> _YOUR OBJECTIVE_:
Transcribe every entry word for word. Skip the pictures.

══════════

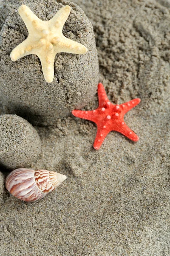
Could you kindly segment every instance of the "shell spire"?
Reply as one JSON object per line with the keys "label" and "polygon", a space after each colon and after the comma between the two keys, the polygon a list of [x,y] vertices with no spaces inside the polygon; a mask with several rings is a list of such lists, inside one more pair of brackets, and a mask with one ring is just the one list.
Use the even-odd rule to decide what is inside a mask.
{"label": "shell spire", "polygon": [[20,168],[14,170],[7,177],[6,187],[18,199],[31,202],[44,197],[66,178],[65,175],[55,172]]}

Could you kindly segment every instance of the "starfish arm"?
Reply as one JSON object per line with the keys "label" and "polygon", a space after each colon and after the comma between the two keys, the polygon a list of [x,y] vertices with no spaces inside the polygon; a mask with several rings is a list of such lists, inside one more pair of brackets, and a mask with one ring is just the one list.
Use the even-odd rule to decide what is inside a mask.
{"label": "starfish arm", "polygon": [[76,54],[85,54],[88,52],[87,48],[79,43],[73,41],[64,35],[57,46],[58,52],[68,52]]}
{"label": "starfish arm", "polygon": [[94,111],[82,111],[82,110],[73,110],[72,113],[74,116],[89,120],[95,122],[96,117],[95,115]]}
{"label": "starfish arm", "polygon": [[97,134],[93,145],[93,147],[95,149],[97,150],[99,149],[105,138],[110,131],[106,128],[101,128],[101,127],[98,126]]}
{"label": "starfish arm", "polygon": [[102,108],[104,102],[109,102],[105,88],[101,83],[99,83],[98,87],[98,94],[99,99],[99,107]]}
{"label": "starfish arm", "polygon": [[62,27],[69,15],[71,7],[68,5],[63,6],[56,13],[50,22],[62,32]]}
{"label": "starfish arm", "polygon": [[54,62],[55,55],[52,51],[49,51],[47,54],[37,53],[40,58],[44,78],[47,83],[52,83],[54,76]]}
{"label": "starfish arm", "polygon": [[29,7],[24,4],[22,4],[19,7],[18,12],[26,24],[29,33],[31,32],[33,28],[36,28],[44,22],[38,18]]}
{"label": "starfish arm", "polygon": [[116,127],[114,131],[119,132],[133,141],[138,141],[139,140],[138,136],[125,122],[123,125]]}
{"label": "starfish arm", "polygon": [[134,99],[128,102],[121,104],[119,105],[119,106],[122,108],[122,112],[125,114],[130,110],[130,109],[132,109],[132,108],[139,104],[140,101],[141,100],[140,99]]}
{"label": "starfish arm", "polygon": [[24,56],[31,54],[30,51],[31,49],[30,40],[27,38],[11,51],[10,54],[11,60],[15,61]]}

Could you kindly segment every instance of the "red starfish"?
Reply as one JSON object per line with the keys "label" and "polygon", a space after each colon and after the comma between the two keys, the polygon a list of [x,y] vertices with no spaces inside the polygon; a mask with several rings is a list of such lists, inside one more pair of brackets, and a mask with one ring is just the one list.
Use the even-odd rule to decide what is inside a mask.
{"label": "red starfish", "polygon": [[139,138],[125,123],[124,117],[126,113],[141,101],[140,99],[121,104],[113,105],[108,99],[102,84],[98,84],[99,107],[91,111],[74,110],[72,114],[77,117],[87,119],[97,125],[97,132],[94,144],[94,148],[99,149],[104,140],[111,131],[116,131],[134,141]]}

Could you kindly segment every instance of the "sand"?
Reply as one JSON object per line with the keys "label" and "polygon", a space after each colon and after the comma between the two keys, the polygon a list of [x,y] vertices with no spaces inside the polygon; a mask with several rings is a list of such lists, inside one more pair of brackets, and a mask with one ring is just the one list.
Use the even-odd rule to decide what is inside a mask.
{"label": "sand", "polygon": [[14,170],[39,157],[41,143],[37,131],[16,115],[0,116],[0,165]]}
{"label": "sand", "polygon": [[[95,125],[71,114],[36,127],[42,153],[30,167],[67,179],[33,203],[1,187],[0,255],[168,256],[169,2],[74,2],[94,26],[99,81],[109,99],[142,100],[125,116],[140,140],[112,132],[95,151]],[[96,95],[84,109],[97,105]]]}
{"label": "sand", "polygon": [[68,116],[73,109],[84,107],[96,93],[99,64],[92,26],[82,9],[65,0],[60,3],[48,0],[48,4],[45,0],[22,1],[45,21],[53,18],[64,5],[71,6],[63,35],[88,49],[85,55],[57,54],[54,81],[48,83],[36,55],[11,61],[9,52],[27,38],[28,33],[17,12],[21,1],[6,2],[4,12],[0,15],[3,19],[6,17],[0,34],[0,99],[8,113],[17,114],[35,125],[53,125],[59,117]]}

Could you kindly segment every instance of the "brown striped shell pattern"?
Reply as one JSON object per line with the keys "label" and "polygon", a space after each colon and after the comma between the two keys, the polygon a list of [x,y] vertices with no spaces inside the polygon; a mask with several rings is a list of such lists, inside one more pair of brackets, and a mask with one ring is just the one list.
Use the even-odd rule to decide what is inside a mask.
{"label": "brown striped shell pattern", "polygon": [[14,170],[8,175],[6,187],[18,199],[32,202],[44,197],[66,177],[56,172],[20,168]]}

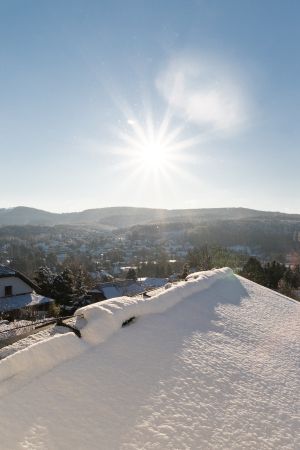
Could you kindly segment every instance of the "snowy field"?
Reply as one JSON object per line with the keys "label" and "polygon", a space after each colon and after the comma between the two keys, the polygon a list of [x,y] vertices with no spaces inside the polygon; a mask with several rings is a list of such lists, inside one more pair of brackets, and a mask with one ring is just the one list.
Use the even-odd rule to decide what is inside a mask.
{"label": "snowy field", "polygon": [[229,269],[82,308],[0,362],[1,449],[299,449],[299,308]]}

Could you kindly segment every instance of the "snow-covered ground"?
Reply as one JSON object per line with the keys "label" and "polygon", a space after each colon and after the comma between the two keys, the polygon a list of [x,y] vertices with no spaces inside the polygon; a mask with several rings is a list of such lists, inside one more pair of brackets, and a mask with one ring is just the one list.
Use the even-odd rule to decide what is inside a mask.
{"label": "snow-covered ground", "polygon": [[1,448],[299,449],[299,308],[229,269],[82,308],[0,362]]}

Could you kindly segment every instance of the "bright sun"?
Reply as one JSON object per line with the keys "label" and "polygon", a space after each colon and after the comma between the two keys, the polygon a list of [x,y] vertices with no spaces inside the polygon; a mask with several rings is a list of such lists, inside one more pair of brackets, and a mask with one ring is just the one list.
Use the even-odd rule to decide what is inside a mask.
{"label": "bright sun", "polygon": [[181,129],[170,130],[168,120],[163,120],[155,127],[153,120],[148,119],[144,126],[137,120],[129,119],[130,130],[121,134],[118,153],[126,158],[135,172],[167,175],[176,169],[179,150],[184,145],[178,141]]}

══════════

> _FINAL RESULT_:
Could you kindly segment every instance of the "shell spire"?
Reply as one JSON object per line with the keys "label" and "polygon", a space after each colon and after the comma between the two keys, the polygon a list of [x,y] vertices with no spaces inside the polygon; a mask with several rings is a list of such lists, inside one more pair of brackets, and a mask with one ring is just the one list.
Use the even-odd rule to decide what is inside a mask.
{"label": "shell spire", "polygon": [[20,168],[14,170],[7,177],[6,187],[18,199],[31,202],[44,197],[66,178],[65,175],[55,172]]}

Could you kindly segment every instance of the "starfish arm"?
Reply as one JSON object per line with the keys "label" and "polygon", a space after each colon and after the comma between the two keys, the polygon a list of [x,y] vertices with no spaces inside the polygon; a mask with several rings is a list of such lists, inside one more pair of brackets, and a mask with one ring is just the one list.
Use the even-odd rule to decide what is inside a mask.
{"label": "starfish arm", "polygon": [[76,54],[85,54],[88,52],[87,48],[79,43],[73,41],[64,35],[57,46],[58,52],[68,52]]}
{"label": "starfish arm", "polygon": [[94,111],[82,111],[82,110],[73,110],[72,113],[74,116],[89,120],[95,122],[96,117],[95,115]]}
{"label": "starfish arm", "polygon": [[97,134],[93,145],[93,147],[95,149],[97,150],[99,149],[105,138],[110,131],[106,128],[101,128],[101,127],[98,126]]}
{"label": "starfish arm", "polygon": [[102,108],[104,102],[109,102],[105,88],[101,83],[99,83],[98,87],[98,94],[99,99],[99,107]]}
{"label": "starfish arm", "polygon": [[62,27],[69,15],[71,7],[68,5],[63,6],[56,13],[50,22],[62,32]]}
{"label": "starfish arm", "polygon": [[54,62],[55,55],[52,51],[49,51],[47,54],[37,53],[40,58],[44,78],[47,83],[52,83],[54,76]]}
{"label": "starfish arm", "polygon": [[29,7],[24,4],[22,4],[19,7],[18,12],[26,24],[29,33],[31,32],[33,28],[36,28],[44,22],[38,18]]}
{"label": "starfish arm", "polygon": [[116,127],[114,131],[119,132],[133,141],[138,141],[139,140],[138,136],[125,122],[123,125]]}
{"label": "starfish arm", "polygon": [[134,99],[128,102],[121,104],[119,105],[119,106],[122,108],[122,112],[125,114],[130,110],[130,109],[132,109],[132,108],[139,104],[140,101],[141,100],[140,99]]}
{"label": "starfish arm", "polygon": [[24,56],[31,54],[30,51],[31,49],[30,40],[27,38],[11,51],[10,54],[11,60],[15,61]]}

Could you kindly segment every instance of the "red starfish"?
Reply as one JSON object per line with the keys "label" and "polygon", a space after each colon and after the comma between the two keys, the polygon a list of [x,y] vertices with no spaces inside the polygon; a mask with several rings is a list of such lists, inside one more pair of brackets, and a mask with one ring is just the one list.
Use the even-odd rule to decide what is inside a mask.
{"label": "red starfish", "polygon": [[139,138],[125,123],[124,117],[126,113],[141,101],[140,99],[121,104],[113,105],[108,99],[102,84],[98,84],[99,107],[91,111],[74,110],[72,114],[77,117],[87,119],[97,125],[97,132],[94,144],[94,148],[99,149],[104,140],[111,131],[116,131],[134,141]]}

Could you kindly segment every instance of the "sand"?
Reply as one JSON object per line with the keys "label" and "polygon", a space after each colon and after the comma between the two keys, the polygon a list of [x,y] vertices with no spaces inside the polygon; a mask with several rings is a list of such lists, inside one more pair of brackets, and a mask with one ring is just the one list.
Use the even-odd rule to decide what is inside a mask.
{"label": "sand", "polygon": [[14,170],[39,157],[41,143],[37,131],[16,115],[0,116],[0,165]]}
{"label": "sand", "polygon": [[[95,125],[71,114],[36,127],[42,153],[30,167],[67,179],[33,203],[1,187],[0,255],[168,256],[169,2],[74,2],[94,26],[99,81],[109,99],[142,100],[125,116],[140,140],[112,132],[95,151]],[[96,95],[84,109],[97,105]]]}
{"label": "sand", "polygon": [[68,116],[73,109],[84,107],[96,93],[99,64],[92,26],[82,9],[65,0],[60,3],[48,0],[48,4],[45,0],[22,1],[45,21],[53,18],[64,5],[71,6],[63,35],[88,49],[85,55],[57,54],[54,81],[48,83],[36,55],[11,61],[9,52],[27,38],[28,33],[17,12],[21,1],[6,2],[4,12],[0,15],[3,19],[6,17],[0,34],[0,99],[8,113],[17,114],[35,125],[53,125],[59,117]]}

Could you kindly segment every instance of the "brown striped shell pattern"?
Reply as one JSON object per line with the keys "label" and "polygon", a space after each colon and after the comma between the two keys, the polygon a list of [x,y] vertices with no spaces inside the polygon; a mask with several rings is a list of such lists, inside one more pair of brackets, and a mask with one ring is just the one list.
Use the even-odd rule to decide what is inside a mask.
{"label": "brown striped shell pattern", "polygon": [[14,170],[8,175],[6,187],[18,199],[32,202],[44,197],[66,177],[56,172],[20,168]]}

Could you kindly segment every instance of the "snowy field"?
Reply as one JSON object per line with the keys "label" and "polygon", a space after each colon and after the comma between the two keys, the polygon a list of [x,y] vertices with no spaces inside the polygon; a mask with several rings is a list of such lists, inside one more pair of brackets, and a mask with one ring is just the one list.
Use the even-odd rule to decide what is inside a mask.
{"label": "snowy field", "polygon": [[229,269],[82,308],[0,362],[1,449],[299,449],[299,308]]}

Could you kindly segment every instance of the "snow-covered ground"?
Reply as one JSON object per line with the keys "label" and "polygon", a space after each colon and after the comma between the two keys, the polygon a list of [x,y] vertices with no spaces inside the polygon; a mask with several rings is a list of such lists, inside one more pair of brackets, and a mask with one ring is just the one list.
Use the even-odd rule to decide what is inside a mask.
{"label": "snow-covered ground", "polygon": [[1,448],[299,449],[299,308],[229,269],[82,308],[0,362]]}

Could you kindly segment every instance of the "bright sun"?
Reply as one JSON object per line with the keys "label" and "polygon", a space after each colon and after the comma between the two keys, the polygon a list of [x,y] vertices with no spaces inside the polygon; a mask with several rings is a list of such lists, inside one more pair of brackets, and a mask with one ring is just the one list.
Use the even-odd rule to decide what is inside a mask.
{"label": "bright sun", "polygon": [[181,129],[170,130],[168,120],[163,120],[155,127],[153,120],[148,119],[144,126],[137,120],[129,119],[130,130],[121,134],[118,153],[126,158],[135,172],[167,175],[176,169],[179,150],[184,145],[178,141]]}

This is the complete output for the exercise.